PROBLEM DETAILS: Copy the lines below word for word, but leave the pictures out.

RECORD SET:

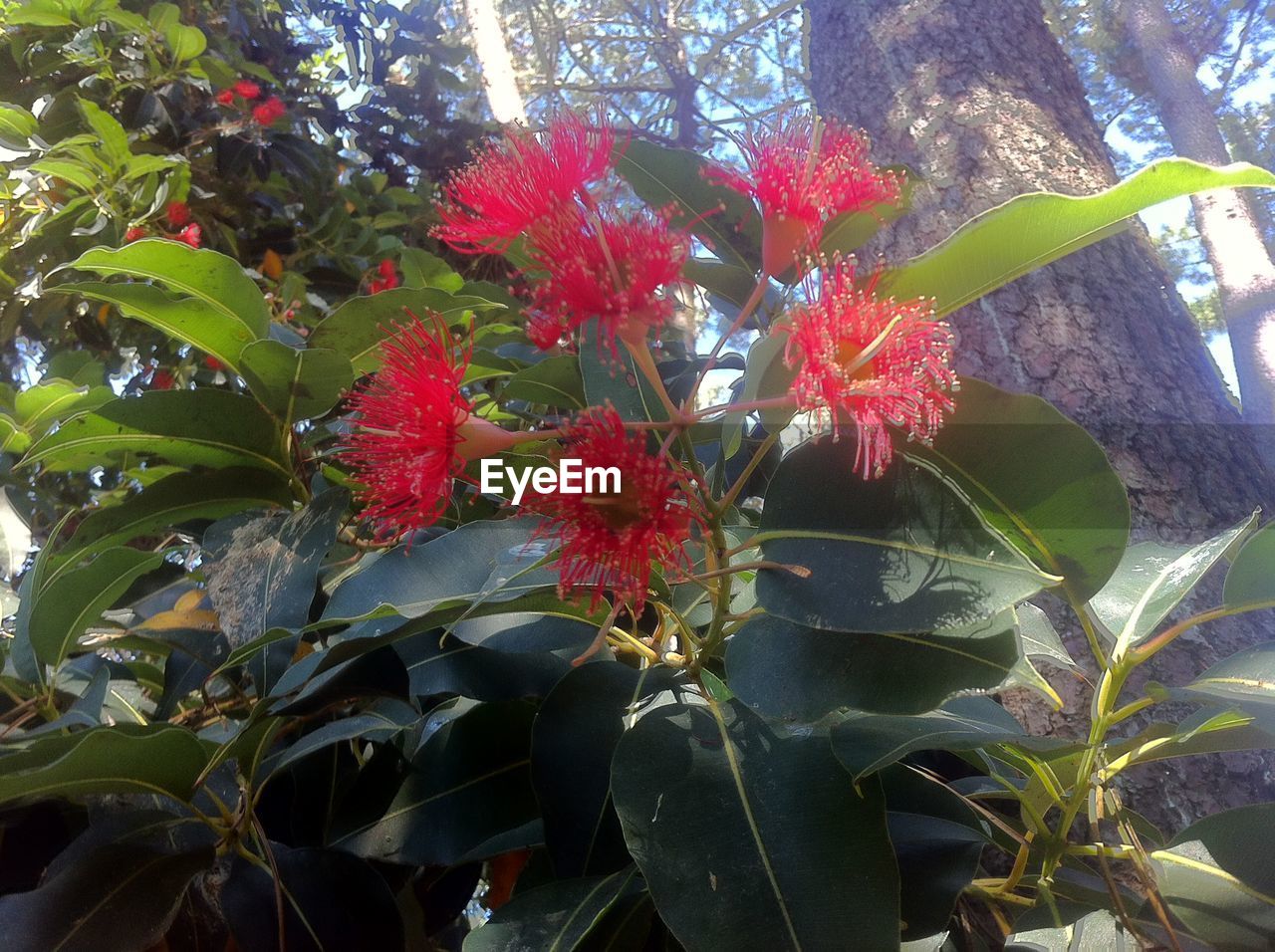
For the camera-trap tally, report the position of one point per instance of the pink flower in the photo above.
(520, 180)
(607, 267)
(805, 172)
(610, 541)
(414, 431)
(870, 362)
(191, 235)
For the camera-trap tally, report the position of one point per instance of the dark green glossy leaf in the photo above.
(358, 328)
(189, 320)
(68, 604)
(865, 743)
(554, 916)
(722, 218)
(575, 736)
(332, 901)
(784, 852)
(171, 501)
(1030, 231)
(469, 783)
(120, 897)
(153, 759)
(791, 672)
(487, 561)
(296, 383)
(201, 427)
(208, 277)
(263, 570)
(554, 382)
(1151, 579)
(1251, 578)
(1216, 877)
(1038, 478)
(918, 555)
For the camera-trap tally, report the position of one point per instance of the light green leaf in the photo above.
(1030, 231)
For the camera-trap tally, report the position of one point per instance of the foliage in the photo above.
(231, 713)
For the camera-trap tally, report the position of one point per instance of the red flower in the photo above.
(609, 541)
(520, 180)
(902, 380)
(611, 268)
(805, 172)
(191, 235)
(269, 111)
(389, 278)
(414, 431)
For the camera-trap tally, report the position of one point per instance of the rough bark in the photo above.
(1232, 240)
(982, 101)
(497, 65)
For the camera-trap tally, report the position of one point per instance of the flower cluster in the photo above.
(804, 172)
(610, 541)
(177, 215)
(245, 95)
(386, 281)
(591, 260)
(870, 362)
(866, 362)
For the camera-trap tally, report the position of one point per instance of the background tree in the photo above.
(991, 109)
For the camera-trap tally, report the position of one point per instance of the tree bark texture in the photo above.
(1239, 260)
(980, 100)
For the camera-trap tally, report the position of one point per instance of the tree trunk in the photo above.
(497, 65)
(986, 106)
(1241, 263)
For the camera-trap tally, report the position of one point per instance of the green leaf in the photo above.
(1251, 578)
(725, 221)
(153, 759)
(17, 125)
(173, 500)
(71, 602)
(783, 854)
(358, 328)
(1030, 231)
(296, 383)
(865, 743)
(186, 319)
(186, 42)
(113, 141)
(555, 381)
(573, 742)
(469, 784)
(899, 554)
(50, 400)
(1244, 681)
(1151, 579)
(1038, 478)
(119, 896)
(558, 915)
(796, 673)
(213, 279)
(201, 427)
(1216, 877)
(486, 560)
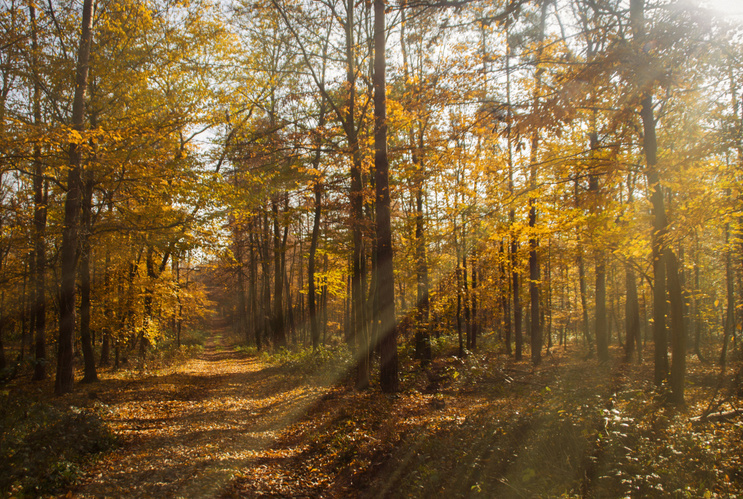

WORKED SOLUTION:
For the camera-trap tally, report the position of one point per instance of the pink flower in the photo above.
(520, 180)
(607, 267)
(805, 172)
(610, 541)
(414, 431)
(870, 362)
(191, 235)
For the camera-trap tally, report the position of one point per instance of the dark green glossy leaf in the photo above.
(358, 328)
(189, 320)
(68, 604)
(865, 743)
(554, 916)
(722, 218)
(575, 736)
(332, 901)
(784, 852)
(171, 501)
(1030, 231)
(469, 783)
(120, 897)
(153, 759)
(791, 672)
(487, 561)
(296, 383)
(201, 427)
(208, 277)
(263, 570)
(554, 382)
(1151, 579)
(1251, 578)
(1216, 877)
(1038, 478)
(918, 555)
For the camera-trap tally, report the position of one point per instance of the light green leaf in the photo above.
(1030, 231)
For the camera-trap tally, report the position of one point per instance of the foliage in the photo above.
(231, 713)
For the camera-trap tally, report the position of one point per instance of the red flower in the photo above.
(609, 541)
(520, 180)
(902, 380)
(611, 268)
(805, 172)
(191, 235)
(269, 111)
(389, 278)
(414, 431)
For the camera-trap tally, report the position of one point per instance of the rough bark in the photo above.
(1232, 240)
(982, 101)
(497, 65)
For the camera-trap tally, report the position of one point per instance of the flower cluster in the photo above.
(804, 172)
(610, 541)
(177, 215)
(245, 95)
(386, 281)
(591, 260)
(870, 362)
(866, 362)
For the camera-trap tally, report the position of one point per instance of the background tree in the photo above.
(991, 109)
For the camera-trap tally, report the position of one point per instance of the tree bark texture in the photo above.
(1239, 260)
(980, 100)
For the camera-trap tally, report the position of one point per instance of the tree trunk in the photo above.
(497, 65)
(986, 106)
(1241, 263)
For the camera-trap tally, report the position of one point per instance of the green leaf in the photo above.
(1251, 578)
(725, 221)
(153, 759)
(17, 125)
(173, 500)
(71, 602)
(783, 854)
(358, 328)
(1030, 231)
(296, 383)
(865, 743)
(186, 319)
(186, 42)
(113, 141)
(555, 381)
(573, 742)
(469, 784)
(899, 554)
(50, 400)
(1244, 681)
(1151, 579)
(1038, 478)
(119, 896)
(558, 915)
(796, 673)
(213, 279)
(201, 427)
(1216, 877)
(486, 560)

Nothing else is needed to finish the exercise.